- [Problem requirements]
Could you give the data that follows again exactly, without its pictures?

-- Opening Marker --

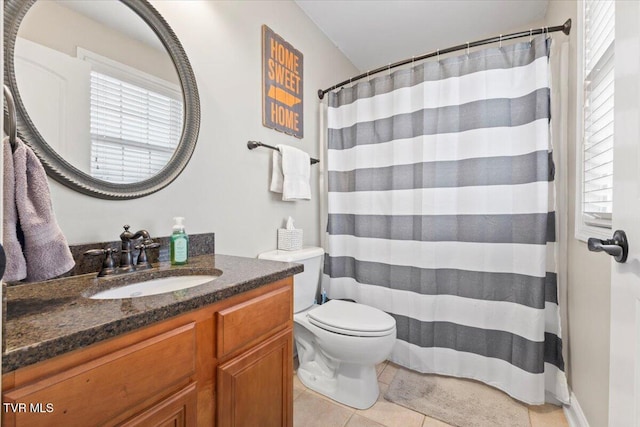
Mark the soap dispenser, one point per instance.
(179, 243)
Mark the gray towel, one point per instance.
(45, 248)
(16, 268)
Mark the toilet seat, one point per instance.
(353, 319)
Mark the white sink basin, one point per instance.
(154, 287)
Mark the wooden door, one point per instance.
(624, 378)
(255, 388)
(178, 410)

-- Closing Marker --

- [Reply]
Mark the soap dispenser, one point per instance.
(179, 243)
Mark the gray towel, one point per instance.
(45, 248)
(16, 268)
Mark the toilet seat, one point per instance.
(353, 319)
Mark the white sink basin, one point per instance.
(154, 287)
Mark the wooden door, one point per instance.
(624, 378)
(255, 388)
(178, 410)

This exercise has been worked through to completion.